## DATA TO EXAMINE
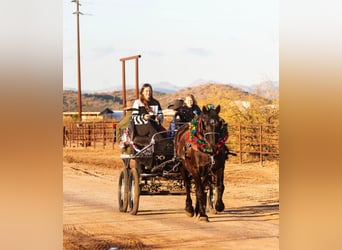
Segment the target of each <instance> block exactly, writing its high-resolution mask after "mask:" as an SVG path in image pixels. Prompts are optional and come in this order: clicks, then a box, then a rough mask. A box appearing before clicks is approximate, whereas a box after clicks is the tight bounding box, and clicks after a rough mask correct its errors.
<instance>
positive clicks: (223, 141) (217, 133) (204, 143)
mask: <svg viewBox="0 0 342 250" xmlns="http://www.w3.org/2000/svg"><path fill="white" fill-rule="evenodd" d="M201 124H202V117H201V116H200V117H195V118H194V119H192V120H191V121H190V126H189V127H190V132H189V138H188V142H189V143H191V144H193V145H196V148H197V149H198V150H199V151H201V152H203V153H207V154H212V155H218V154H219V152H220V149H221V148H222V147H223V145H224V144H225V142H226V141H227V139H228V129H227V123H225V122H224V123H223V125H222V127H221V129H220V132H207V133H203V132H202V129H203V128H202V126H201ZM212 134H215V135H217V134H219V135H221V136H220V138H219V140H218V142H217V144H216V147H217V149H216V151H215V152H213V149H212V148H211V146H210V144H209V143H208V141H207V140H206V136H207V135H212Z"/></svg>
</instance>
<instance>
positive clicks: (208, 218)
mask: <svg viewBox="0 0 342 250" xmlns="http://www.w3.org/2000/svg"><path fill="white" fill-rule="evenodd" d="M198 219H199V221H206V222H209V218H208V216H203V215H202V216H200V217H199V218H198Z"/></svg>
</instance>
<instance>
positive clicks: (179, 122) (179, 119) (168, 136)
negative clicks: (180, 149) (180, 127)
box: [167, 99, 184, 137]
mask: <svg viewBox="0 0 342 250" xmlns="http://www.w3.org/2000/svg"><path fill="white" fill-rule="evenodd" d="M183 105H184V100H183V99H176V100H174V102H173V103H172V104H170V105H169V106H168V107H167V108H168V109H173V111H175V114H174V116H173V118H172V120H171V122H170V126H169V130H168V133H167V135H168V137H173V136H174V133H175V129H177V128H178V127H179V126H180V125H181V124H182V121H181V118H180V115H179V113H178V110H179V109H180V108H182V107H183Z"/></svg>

---

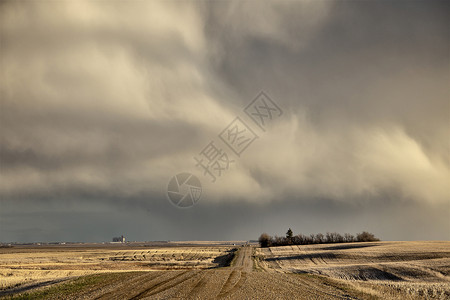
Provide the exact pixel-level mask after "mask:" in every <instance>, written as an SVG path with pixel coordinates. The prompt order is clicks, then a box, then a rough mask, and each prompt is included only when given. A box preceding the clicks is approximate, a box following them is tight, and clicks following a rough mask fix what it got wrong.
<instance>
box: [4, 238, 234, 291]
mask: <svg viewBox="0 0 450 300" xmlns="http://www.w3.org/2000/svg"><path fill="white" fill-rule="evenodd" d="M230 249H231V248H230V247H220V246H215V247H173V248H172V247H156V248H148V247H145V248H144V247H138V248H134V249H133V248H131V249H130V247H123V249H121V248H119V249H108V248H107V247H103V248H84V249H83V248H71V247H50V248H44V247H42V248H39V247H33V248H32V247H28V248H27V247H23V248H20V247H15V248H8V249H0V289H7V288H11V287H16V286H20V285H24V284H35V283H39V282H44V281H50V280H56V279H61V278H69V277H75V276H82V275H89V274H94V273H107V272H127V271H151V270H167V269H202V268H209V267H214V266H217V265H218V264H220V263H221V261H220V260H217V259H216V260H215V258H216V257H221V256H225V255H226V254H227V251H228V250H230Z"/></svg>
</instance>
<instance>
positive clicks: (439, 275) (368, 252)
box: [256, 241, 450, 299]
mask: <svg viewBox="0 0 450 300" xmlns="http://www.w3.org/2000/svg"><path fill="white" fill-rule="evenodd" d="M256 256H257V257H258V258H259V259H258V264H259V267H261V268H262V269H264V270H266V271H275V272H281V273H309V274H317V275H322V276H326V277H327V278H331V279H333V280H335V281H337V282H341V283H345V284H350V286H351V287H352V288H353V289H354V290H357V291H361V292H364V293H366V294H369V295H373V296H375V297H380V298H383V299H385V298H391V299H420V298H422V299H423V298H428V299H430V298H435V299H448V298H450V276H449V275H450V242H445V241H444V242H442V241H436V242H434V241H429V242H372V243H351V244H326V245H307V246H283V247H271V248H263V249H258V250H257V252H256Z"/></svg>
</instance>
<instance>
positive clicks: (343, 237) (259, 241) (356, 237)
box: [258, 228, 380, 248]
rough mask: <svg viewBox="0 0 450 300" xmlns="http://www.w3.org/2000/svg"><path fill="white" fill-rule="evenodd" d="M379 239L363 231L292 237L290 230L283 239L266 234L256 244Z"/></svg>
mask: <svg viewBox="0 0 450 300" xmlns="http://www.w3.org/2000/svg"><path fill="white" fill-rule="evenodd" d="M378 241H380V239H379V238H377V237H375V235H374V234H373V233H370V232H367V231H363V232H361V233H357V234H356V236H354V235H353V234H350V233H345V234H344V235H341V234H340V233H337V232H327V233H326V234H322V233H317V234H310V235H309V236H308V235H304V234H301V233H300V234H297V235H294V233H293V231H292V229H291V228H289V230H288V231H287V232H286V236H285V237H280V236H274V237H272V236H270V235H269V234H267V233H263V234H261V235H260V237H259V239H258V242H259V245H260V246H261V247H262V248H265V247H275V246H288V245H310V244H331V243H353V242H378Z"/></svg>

...

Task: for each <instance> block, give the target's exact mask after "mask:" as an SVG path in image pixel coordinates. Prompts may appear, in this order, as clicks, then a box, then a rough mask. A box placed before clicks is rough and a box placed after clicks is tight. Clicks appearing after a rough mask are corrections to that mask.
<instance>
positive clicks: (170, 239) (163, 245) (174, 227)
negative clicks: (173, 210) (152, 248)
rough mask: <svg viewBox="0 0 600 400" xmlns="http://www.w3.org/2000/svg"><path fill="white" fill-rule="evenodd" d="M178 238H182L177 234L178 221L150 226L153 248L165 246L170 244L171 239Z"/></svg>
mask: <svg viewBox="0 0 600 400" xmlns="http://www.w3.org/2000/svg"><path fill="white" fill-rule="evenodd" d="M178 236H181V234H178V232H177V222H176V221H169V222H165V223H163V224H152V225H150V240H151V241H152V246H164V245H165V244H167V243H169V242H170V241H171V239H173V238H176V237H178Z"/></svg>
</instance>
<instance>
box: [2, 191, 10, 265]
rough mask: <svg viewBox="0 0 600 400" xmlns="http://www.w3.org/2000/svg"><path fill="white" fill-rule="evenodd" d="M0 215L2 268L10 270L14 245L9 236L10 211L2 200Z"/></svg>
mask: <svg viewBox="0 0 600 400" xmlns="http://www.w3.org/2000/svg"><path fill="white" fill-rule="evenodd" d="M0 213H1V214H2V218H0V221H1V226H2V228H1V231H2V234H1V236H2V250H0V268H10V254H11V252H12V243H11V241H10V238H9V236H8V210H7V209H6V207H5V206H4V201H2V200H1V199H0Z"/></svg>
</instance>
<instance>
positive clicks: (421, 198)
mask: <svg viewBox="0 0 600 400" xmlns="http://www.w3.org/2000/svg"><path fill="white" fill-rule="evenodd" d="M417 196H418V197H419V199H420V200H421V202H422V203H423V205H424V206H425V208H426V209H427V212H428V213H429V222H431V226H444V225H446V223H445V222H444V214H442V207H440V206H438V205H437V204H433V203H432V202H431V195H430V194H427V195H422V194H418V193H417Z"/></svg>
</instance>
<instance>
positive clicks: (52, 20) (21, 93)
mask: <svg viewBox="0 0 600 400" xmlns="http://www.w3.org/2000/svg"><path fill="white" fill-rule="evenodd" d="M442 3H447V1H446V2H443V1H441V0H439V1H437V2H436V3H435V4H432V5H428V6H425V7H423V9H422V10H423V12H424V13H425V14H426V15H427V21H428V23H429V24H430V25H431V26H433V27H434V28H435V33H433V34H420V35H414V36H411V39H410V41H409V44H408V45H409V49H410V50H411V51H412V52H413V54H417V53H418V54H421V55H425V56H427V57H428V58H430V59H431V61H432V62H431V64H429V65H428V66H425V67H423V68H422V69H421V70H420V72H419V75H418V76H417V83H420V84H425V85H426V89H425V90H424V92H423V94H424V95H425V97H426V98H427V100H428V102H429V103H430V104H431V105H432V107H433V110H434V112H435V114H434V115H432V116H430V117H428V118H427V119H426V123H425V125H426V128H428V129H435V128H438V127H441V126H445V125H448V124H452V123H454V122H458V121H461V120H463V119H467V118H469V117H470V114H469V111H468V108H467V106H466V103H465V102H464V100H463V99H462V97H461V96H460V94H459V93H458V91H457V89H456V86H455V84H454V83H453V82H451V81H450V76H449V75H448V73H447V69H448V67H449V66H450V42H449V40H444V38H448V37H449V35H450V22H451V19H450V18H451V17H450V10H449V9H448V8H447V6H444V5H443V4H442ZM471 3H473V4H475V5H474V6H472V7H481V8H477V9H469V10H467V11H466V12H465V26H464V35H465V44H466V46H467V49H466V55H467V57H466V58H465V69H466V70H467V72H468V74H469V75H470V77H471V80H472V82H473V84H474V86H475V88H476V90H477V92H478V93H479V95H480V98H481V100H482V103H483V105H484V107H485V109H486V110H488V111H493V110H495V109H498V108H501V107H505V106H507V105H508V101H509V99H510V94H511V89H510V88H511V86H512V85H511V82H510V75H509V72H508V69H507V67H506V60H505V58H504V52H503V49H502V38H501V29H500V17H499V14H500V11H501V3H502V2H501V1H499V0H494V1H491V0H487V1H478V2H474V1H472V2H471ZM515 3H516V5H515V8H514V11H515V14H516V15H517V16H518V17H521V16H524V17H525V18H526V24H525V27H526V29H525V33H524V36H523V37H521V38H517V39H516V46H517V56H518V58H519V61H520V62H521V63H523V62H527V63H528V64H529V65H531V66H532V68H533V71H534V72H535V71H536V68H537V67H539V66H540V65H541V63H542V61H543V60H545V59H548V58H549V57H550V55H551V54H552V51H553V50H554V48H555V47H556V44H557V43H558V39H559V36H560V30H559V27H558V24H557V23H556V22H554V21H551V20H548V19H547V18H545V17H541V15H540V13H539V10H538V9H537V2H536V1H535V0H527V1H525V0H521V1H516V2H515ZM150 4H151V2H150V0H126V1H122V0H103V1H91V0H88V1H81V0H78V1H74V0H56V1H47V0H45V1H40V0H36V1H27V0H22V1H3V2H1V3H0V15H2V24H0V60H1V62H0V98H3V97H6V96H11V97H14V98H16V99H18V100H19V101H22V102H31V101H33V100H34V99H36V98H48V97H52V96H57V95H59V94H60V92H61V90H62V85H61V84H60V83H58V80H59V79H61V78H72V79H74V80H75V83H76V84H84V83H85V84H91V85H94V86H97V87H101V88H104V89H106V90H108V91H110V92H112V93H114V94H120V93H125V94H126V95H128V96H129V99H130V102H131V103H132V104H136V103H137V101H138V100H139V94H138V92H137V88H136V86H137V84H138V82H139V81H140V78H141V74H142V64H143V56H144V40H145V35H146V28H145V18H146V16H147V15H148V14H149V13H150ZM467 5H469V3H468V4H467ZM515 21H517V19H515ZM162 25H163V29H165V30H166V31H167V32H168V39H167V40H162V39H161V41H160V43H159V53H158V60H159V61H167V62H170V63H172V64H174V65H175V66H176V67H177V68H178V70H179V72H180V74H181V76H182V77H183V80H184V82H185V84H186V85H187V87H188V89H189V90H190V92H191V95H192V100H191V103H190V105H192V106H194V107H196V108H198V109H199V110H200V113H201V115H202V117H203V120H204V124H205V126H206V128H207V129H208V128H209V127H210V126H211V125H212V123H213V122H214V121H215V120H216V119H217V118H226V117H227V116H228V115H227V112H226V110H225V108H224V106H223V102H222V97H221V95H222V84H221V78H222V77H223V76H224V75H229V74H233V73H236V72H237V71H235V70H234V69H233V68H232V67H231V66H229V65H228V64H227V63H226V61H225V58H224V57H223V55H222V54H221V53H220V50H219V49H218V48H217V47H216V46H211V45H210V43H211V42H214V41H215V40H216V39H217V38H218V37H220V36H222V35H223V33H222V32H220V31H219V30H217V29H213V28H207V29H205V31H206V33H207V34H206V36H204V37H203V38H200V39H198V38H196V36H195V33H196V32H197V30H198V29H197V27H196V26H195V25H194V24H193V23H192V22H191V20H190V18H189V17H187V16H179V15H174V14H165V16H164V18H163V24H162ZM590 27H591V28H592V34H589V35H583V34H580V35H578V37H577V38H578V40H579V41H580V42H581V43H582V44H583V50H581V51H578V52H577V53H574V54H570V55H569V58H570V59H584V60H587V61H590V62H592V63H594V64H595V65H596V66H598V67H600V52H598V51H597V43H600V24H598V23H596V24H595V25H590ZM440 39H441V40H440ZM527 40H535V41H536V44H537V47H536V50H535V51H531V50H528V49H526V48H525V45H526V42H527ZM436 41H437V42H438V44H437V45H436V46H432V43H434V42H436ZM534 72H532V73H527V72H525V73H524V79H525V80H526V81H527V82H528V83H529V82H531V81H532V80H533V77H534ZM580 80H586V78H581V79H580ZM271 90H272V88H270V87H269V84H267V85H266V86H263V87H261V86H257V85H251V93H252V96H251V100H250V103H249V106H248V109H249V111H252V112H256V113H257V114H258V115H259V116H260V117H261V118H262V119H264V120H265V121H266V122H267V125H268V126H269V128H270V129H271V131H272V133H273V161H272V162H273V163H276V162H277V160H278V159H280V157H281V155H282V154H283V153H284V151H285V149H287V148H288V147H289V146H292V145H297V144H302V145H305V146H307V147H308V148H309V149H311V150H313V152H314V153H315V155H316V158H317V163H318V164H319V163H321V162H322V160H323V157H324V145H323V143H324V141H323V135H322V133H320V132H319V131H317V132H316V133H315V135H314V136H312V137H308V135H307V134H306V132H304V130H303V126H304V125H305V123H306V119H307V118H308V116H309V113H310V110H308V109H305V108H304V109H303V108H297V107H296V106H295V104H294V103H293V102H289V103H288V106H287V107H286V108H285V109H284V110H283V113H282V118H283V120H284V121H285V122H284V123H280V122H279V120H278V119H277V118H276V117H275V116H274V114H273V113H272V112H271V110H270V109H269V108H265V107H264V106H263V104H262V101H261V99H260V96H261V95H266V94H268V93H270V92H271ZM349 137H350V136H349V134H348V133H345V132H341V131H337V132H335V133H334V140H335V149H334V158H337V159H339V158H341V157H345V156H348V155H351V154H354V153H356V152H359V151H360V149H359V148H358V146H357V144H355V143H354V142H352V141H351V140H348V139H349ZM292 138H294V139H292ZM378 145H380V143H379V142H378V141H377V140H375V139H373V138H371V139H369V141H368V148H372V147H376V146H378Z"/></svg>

## WHAT THE EXERCISE ASKS
Each line of the entries above that contains "appearing" is to be copied.

## RESPONSE AREA
Segment the target of each <instance> block exactly, writing its high-resolution mask after "mask:" as an SVG path in image pixels. Prompts are optional and come in this order: clicks, then a box, then a rough mask. A box appearing before clicks is approximate, whereas a box after clicks is the tight bounding box, and clicks after a rough mask correct its errors.
Task: for each <instance> block, give the target's exact mask after "mask:" as an SVG path in image pixel coordinates. Prompts may appear, in this order, as clicks, then a box, then a rough mask. A box placed before clicks is rough and a box placed after clicks is tight. Clicks appearing after a rough mask are corrections to that mask.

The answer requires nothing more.